*** DATASET Section Begins ***
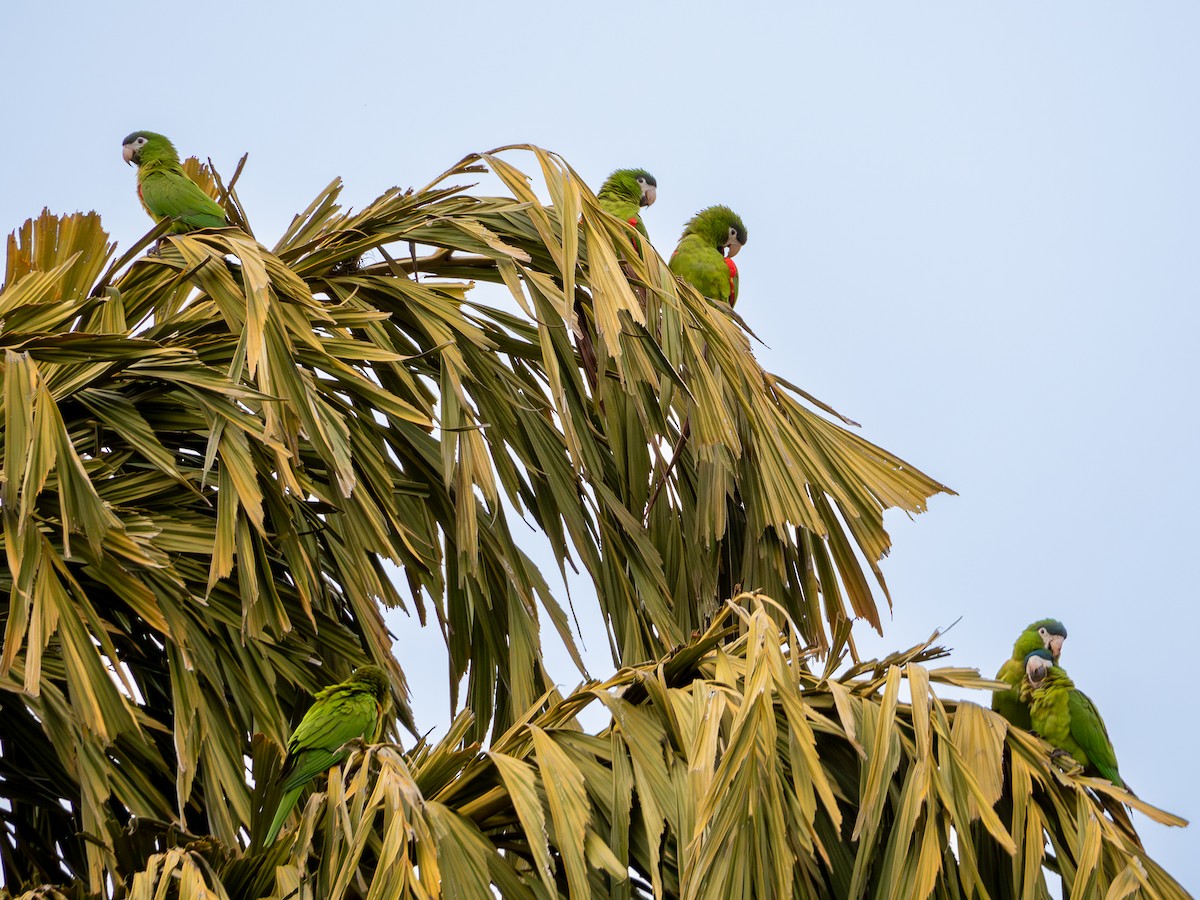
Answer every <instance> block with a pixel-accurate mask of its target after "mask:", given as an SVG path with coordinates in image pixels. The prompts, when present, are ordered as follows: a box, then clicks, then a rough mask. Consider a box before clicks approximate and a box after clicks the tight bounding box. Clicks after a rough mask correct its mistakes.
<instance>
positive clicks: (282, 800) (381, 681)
mask: <svg viewBox="0 0 1200 900" xmlns="http://www.w3.org/2000/svg"><path fill="white" fill-rule="evenodd" d="M390 704H391V683H390V682H389V680H388V674H386V673H385V672H384V671H383V670H382V668H379V666H361V667H360V668H356V670H355V671H354V674H352V676H350V677H349V678H348V679H347V680H344V682H342V683H341V684H334V685H331V686H329V688H325V689H324V690H322V691H318V694H317V697H316V702H314V703H313V704H312V706H311V707H308V712H307V713H305V714H304V719H301V720H300V725H298V726H296V730H295V731H294V732H292V737H290V738H289V739H288V755H287V758H286V760H284V761H283V768H282V769H280V774H278V778H277V781H278V782H280V790H281V791H282V792H283V793H282V797H281V798H280V805H278V808H277V809H276V811H275V818H274V820H272V821H271V828H270V830H269V832H268V833H266V839H265V840H264V841H263V846H264V847H269V846H271V844H272V842H274V841H275V838H276V836H277V835H278V833H280V829H281V828H282V827H283V822H284V820H286V818H287V817H288V814H289V812H292V808H293V806H295V805H296V800H298V799H299V798H300V792H301V791H302V790H304V787H305V785H307V784H308V782H310V781H311V780H312V779H314V778H316V776H317V775H319V774H320V773H323V772H326V770H328V769H330V768H331V767H334V766H337V764H338V763H341V762H344V761H346V757H348V756H349V755H350V751H349V749H348V748H347V746H346V744H347V743H348V742H350V740H354V739H355V738H359V739H361V740H366V742H368V743H374V742H377V740H378V739H379V736H380V733H382V732H383V726H384V713H385V712H386V710H388V708H389V706H390Z"/></svg>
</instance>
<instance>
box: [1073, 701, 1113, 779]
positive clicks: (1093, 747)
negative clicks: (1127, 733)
mask: <svg viewBox="0 0 1200 900" xmlns="http://www.w3.org/2000/svg"><path fill="white" fill-rule="evenodd" d="M1069 709H1070V736H1072V738H1074V740H1075V743H1076V744H1079V745H1080V748H1082V750H1084V752H1085V754H1087V758H1088V760H1090V761H1091V763H1092V766H1094V767H1096V770H1097V772H1099V773H1100V774H1102V775H1103V776H1104V778H1106V779H1108V780H1109V781H1111V782H1112V784H1114V785H1116V786H1117V787H1124V782H1123V781H1122V780H1121V773H1118V772H1117V755H1116V751H1115V750H1114V749H1112V740H1111V739H1110V738H1109V730H1108V728H1106V727H1104V720H1103V719H1102V718H1100V713H1099V710H1098V709H1097V708H1096V704H1094V703H1093V702H1092V700H1091V697H1088V696H1087V695H1086V694H1084V692H1082V691H1081V690H1073V691H1072V692H1070V700H1069Z"/></svg>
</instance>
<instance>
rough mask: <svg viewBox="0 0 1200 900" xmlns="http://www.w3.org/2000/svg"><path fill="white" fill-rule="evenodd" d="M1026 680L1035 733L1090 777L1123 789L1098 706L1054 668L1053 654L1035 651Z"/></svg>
mask: <svg viewBox="0 0 1200 900" xmlns="http://www.w3.org/2000/svg"><path fill="white" fill-rule="evenodd" d="M1025 680H1026V691H1027V694H1028V696H1030V716H1031V718H1032V719H1033V731H1036V732H1037V733H1038V734H1040V736H1042V737H1043V738H1045V739H1046V740H1048V742H1050V743H1051V744H1054V745H1055V746H1056V748H1058V750H1062V751H1063V752H1067V754H1070V756H1072V758H1074V760H1075V762H1078V763H1079V764H1080V766H1082V767H1084V772H1086V773H1087V774H1090V775H1100V776H1103V778H1106V779H1108V780H1109V781H1111V782H1112V784H1114V785H1116V786H1117V787H1124V786H1126V784H1124V781H1122V780H1121V773H1118V772H1117V755H1116V752H1115V751H1114V750H1112V742H1111V740H1110V739H1109V731H1108V728H1105V727H1104V720H1103V719H1100V714H1099V713H1098V712H1097V710H1096V704H1094V703H1092V701H1091V700H1090V698H1088V696H1087V695H1086V694H1084V691H1081V690H1079V689H1076V688H1075V683H1074V682H1073V680H1070V678H1068V677H1067V673H1066V671H1063V670H1062V668H1061V667H1060V666H1057V665H1055V661H1054V654H1052V653H1051V652H1050V650H1046V649H1036V650H1033V652H1031V653H1030V654H1028V655H1027V656H1026V658H1025Z"/></svg>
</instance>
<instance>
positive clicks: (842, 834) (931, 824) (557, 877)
mask: <svg viewBox="0 0 1200 900" xmlns="http://www.w3.org/2000/svg"><path fill="white" fill-rule="evenodd" d="M739 606H742V607H744V608H734V607H727V608H726V610H724V611H722V612H720V613H718V617H716V619H715V620H714V622H713V624H712V626H710V628H709V630H708V631H707V632H706V634H704V635H702V636H700V637H697V638H696V640H695V641H692V642H690V643H689V644H686V646H684V647H683V648H679V649H678V650H677V652H676V653H673V654H670V655H667V656H665V658H664V659H661V660H656V661H653V662H649V664H646V665H642V666H634V667H625V668H623V670H622V671H620V672H618V673H617V674H616V676H613V677H611V678H608V679H606V680H604V682H594V683H589V684H587V685H584V686H582V688H580V689H578V690H576V691H575V692H572V694H571V695H569V696H566V697H560V696H558V695H556V694H551V695H548V696H547V697H546V698H545V700H544V701H542V702H540V703H539V704H538V706H536V707H535V708H533V709H529V710H527V714H526V715H524V716H522V720H521V721H520V722H517V724H515V725H514V727H512V728H510V730H509V731H508V732H506V733H504V734H502V736H498V737H497V738H496V739H494V740H493V742H492V743H491V745H490V746H488V748H487V749H485V748H482V746H481V745H479V744H478V743H474V742H472V740H470V739H469V738H468V733H469V731H470V720H469V714H467V713H464V714H463V715H462V716H461V718H460V719H458V720H457V721H456V722H455V724H454V726H452V727H451V728H450V732H449V733H448V734H446V736H445V738H443V739H442V740H440V742H438V743H437V744H436V745H433V746H430V745H427V744H425V743H421V744H420V745H419V746H416V748H414V749H413V750H410V751H408V752H404V751H402V750H401V749H400V748H398V746H395V745H377V746H372V748H366V749H364V750H359V751H355V754H354V755H352V757H350V758H349V760H348V761H347V763H346V766H344V768H343V769H335V772H334V774H332V775H331V776H330V779H329V784H328V791H325V792H320V793H317V794H314V796H313V797H312V798H311V799H310V803H308V804H307V806H306V808H305V811H304V814H302V816H301V820H300V822H299V824H298V826H296V828H295V830H294V832H292V833H290V835H289V836H288V838H287V850H286V852H284V853H283V854H282V856H276V857H274V858H271V859H269V860H258V859H256V858H254V857H250V858H247V859H244V860H241V863H239V864H238V865H240V866H242V868H244V869H245V870H246V871H256V872H257V874H258V877H259V878H260V880H259V881H257V882H254V883H256V890H258V892H259V893H253V894H232V895H230V896H232V898H234V900H236V898H239V896H270V898H280V899H281V900H282V898H284V896H287V895H288V893H289V892H290V890H292V889H294V888H296V887H299V889H300V892H301V893H300V896H312V898H330V899H332V900H341V899H343V898H360V896H388V898H409V896H413V898H416V896H430V898H442V896H445V898H458V896H486V895H490V894H491V892H492V890H493V889H494V890H499V892H500V894H502V895H503V896H506V898H534V896H606V898H610V896H611V898H634V896H650V895H652V894H653V895H655V896H680V898H728V896H745V898H752V896H793V898H827V896H884V898H926V896H967V895H972V893H974V894H976V895H984V893H986V895H990V896H1020V898H1036V896H1045V898H1049V896H1051V894H1050V888H1049V882H1051V881H1054V882H1057V881H1058V880H1060V877H1061V878H1062V883H1063V894H1064V895H1069V896H1114V895H1124V894H1122V892H1123V890H1134V889H1136V890H1139V892H1140V895H1141V896H1146V898H1171V899H1172V900H1175V899H1178V900H1182V898H1186V896H1187V893H1186V892H1184V890H1183V888H1181V887H1180V886H1178V884H1177V883H1176V882H1175V881H1174V880H1171V878H1170V877H1169V876H1168V875H1166V874H1165V872H1164V871H1163V870H1162V869H1160V868H1159V866H1158V865H1157V864H1156V863H1154V862H1153V860H1152V859H1150V858H1148V857H1146V854H1145V852H1144V851H1142V850H1141V848H1140V846H1138V844H1136V842H1135V841H1133V840H1130V838H1129V836H1128V835H1127V834H1126V833H1124V832H1123V830H1122V829H1121V828H1120V827H1118V826H1117V824H1116V823H1115V822H1114V821H1112V820H1110V818H1109V817H1106V815H1105V812H1104V808H1103V805H1102V804H1100V802H1099V799H1098V796H1097V791H1100V790H1104V791H1106V792H1108V793H1110V794H1111V796H1114V797H1115V798H1117V799H1120V800H1123V802H1126V803H1132V804H1134V805H1135V808H1136V809H1138V810H1139V811H1141V812H1144V814H1146V815H1147V816H1150V817H1152V818H1154V820H1156V821H1158V822H1162V823H1166V824H1176V826H1178V824H1184V823H1183V822H1182V820H1178V818H1177V817H1175V816H1171V815H1170V814H1166V812H1163V811H1160V810H1158V809H1156V808H1153V806H1151V805H1150V804H1147V803H1145V802H1142V800H1139V799H1136V798H1134V797H1133V796H1132V794H1128V793H1126V792H1124V791H1123V790H1120V788H1115V787H1112V786H1111V785H1108V786H1103V785H1100V784H1099V782H1098V780H1097V779H1088V778H1082V776H1079V775H1075V774H1070V773H1068V772H1064V770H1061V769H1060V768H1058V767H1057V764H1056V762H1055V760H1054V758H1052V757H1051V748H1050V746H1048V745H1046V744H1044V743H1042V742H1040V740H1038V739H1036V738H1033V737H1031V736H1030V734H1028V733H1026V732H1022V731H1018V730H1009V728H1008V727H1007V725H1006V722H1004V720H1003V719H1001V718H1000V716H997V715H996V714H994V713H992V712H991V710H990V709H986V708H984V707H982V706H977V704H974V703H971V702H965V701H959V702H950V701H946V700H942V698H941V697H940V696H938V692H937V690H936V689H935V685H937V684H942V685H953V686H955V688H978V689H983V690H986V689H988V688H989V686H990V685H991V684H992V683H991V682H986V680H984V679H982V678H979V676H978V673H977V672H974V671H973V670H962V668H954V667H930V665H929V664H930V662H931V661H932V660H935V659H936V658H937V656H938V655H942V653H943V652H942V650H940V649H938V648H931V647H929V646H928V644H925V646H918V647H914V648H912V649H910V650H907V652H905V653H899V654H895V655H893V656H890V658H888V659H884V660H880V661H877V662H876V661H872V662H870V664H868V665H865V666H858V667H853V668H851V670H850V671H847V672H842V673H840V674H836V676H834V674H832V673H829V672H827V671H824V670H823V668H818V667H815V666H814V665H812V659H811V654H810V653H808V652H804V650H803V649H798V648H799V647H800V644H799V643H798V642H797V640H796V638H797V632H796V630H793V629H788V628H786V626H785V628H784V629H780V628H779V625H778V624H776V611H774V610H773V608H772V607H773V604H772V602H770V601H767V600H764V599H763V598H760V596H743V598H740V602H739ZM905 680H907V683H908V689H907V694H908V696H910V697H911V700H912V702H904V700H902V698H901V686H902V684H904V682H905ZM596 703H600V704H602V706H604V707H605V708H606V709H607V710H608V712H610V713H611V724H610V726H608V727H606V728H605V730H604V731H601V732H600V733H596V734H589V733H587V732H584V731H582V730H581V728H580V726H578V722H577V716H578V714H580V712H581V710H582V709H583V708H584V707H587V706H589V704H596ZM1009 760H1010V761H1012V763H1010V764H1009ZM1007 779H1013V780H1014V781H1015V785H1014V792H1015V794H1016V796H1020V797H1022V798H1024V802H1022V803H1021V804H1019V805H1018V806H1016V808H1015V809H1014V810H1013V811H1012V814H1010V816H1009V817H1007V818H1001V817H1000V816H997V814H996V812H995V811H994V809H992V804H994V803H995V800H996V799H997V798H998V796H1000V793H1001V788H1002V785H1003V782H1004V781H1006V780H1007ZM966 834H973V835H974V838H973V839H972V841H970V842H967V841H964V839H962V838H961V835H966ZM955 835H959V838H955ZM1046 840H1049V841H1050V844H1051V845H1052V846H1054V850H1055V857H1054V859H1052V860H1051V859H1050V858H1049V857H1046V854H1045V852H1044V846H1045V842H1046ZM206 847H208V845H205V844H204V842H203V841H200V842H197V844H196V848H197V851H196V852H208V850H206ZM983 853H988V854H998V856H1002V857H1003V858H1004V859H1007V860H1008V871H1009V872H1010V874H1012V875H1010V877H1012V880H1013V883H1012V884H1008V883H1006V881H1007V878H1003V877H1002V878H995V877H984V876H982V875H980V869H979V865H978V863H979V859H980V854H983ZM208 854H209V858H211V857H212V854H211V852H208ZM186 859H187V858H186V857H185V856H181V854H179V853H178V852H175V853H174V856H172V853H169V852H164V853H163V856H162V857H161V862H158V863H156V866H158V868H154V877H155V878H157V881H158V883H162V882H163V881H164V880H167V878H169V877H176V876H174V875H172V872H173V870H172V866H174V868H175V869H174V870H175V871H181V869H180V866H182V865H185V863H186ZM1051 864H1052V866H1054V870H1052V869H1049V868H1048V866H1049V865H1051ZM229 865H230V868H227V869H224V870H223V871H222V872H221V874H220V876H218V875H217V871H216V870H217V869H218V866H217V865H215V866H214V875H212V878H211V880H210V883H211V884H214V886H217V884H221V883H223V884H226V887H228V886H229V883H230V881H229V878H228V875H229V874H230V872H232V871H233V864H229ZM1055 870H1057V872H1061V876H1060V875H1058V874H1056V872H1055ZM238 883H239V884H240V883H241V882H238Z"/></svg>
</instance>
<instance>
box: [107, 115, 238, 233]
mask: <svg viewBox="0 0 1200 900" xmlns="http://www.w3.org/2000/svg"><path fill="white" fill-rule="evenodd" d="M121 156H122V158H124V160H125V162H126V163H130V164H131V166H132V164H137V167H138V199H139V200H142V208H143V209H144V210H145V211H146V212H148V214H149V215H150V218H152V220H154V221H155V222H162V221H163V220H164V218H169V220H173V221H174V224H172V227H170V230H172V232H174V233H176V234H180V233H184V232H193V230H196V229H197V228H223V227H224V226H227V224H228V223H229V222H228V220H227V217H226V214H224V210H223V209H221V205H220V204H218V203H217V202H216V200H214V199H212V198H211V197H209V196H208V194H206V193H204V191H203V190H202V188H200V186H199V185H197V184H196V182H194V181H192V179H190V178H188V176H187V175H186V173H185V172H184V167H182V166H181V164H180V162H179V154H178V152H175V146H174V145H173V144H172V143H170V142H169V140H168V139H167V138H164V137H163V136H162V134H156V133H154V132H152V131H136V132H133V133H132V134H130V136H128V137H127V138H125V142H124V144H122V146H121Z"/></svg>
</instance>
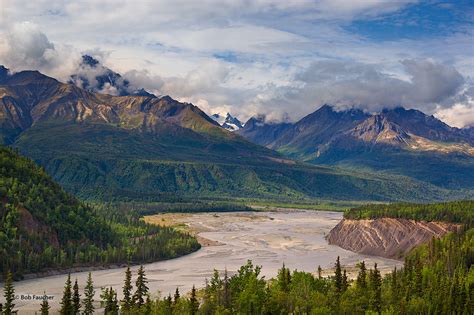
*** DATASET Section Ends ***
Return the lines from the start of the rows through the line containing "positive clicks: (282, 800) (381, 681)", copied without any changes. Include both ends, and leave the pictures out.

Answer every <instance> block with a pixel-accurate mask of its target after "mask:", given as an SVG path with coordinates in image pixels. The prompts, when present, are ordered as follows: a box, then clicks, then a rough mask. Consider a box before clicks approximate and a box after clicks the tight bounding box. Clicks after a rough mask correct its mistakes.
<instance>
positive clicks: (282, 800) (381, 681)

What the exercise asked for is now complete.